• Request:
Extract every line of the records below that contains the word "checkered". Case counts, so copy only lines where the capitalization matches.

• Dataset content:
* * * * * * *
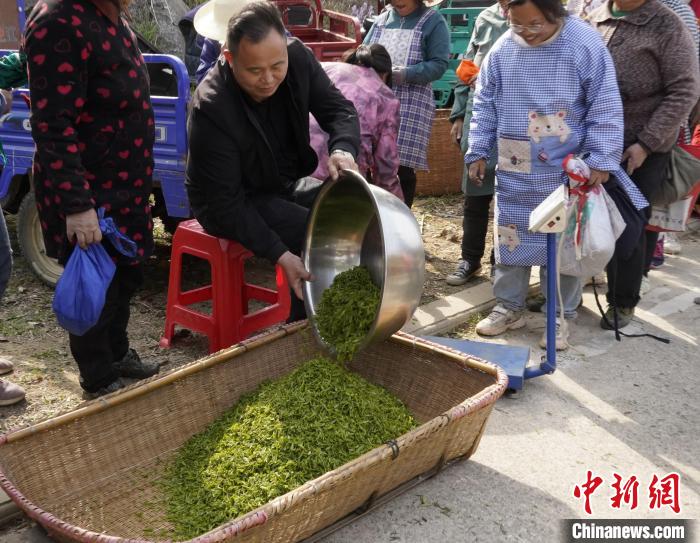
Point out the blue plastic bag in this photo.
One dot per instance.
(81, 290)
* * * * * * *
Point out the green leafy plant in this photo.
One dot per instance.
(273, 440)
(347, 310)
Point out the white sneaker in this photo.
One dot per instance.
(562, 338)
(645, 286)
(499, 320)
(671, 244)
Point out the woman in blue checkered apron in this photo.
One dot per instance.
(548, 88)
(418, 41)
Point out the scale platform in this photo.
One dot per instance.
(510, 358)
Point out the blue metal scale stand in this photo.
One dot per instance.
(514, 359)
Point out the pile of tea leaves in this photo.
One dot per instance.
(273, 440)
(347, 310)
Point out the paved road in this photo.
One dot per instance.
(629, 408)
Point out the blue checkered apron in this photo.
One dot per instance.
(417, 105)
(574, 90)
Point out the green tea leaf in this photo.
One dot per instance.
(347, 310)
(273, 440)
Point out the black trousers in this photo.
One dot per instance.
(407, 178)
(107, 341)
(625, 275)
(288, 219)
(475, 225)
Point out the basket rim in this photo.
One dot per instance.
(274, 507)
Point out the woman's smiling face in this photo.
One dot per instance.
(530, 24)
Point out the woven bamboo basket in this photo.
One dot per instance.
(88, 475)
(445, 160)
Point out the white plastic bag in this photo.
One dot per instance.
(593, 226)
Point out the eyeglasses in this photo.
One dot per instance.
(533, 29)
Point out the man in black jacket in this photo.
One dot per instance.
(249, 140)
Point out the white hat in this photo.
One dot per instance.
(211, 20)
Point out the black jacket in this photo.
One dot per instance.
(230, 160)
* * * * * * *
• Expected answer:
Point out the woman in blue checkered apron in this photo.
Point out the blue checkered apron in this photo.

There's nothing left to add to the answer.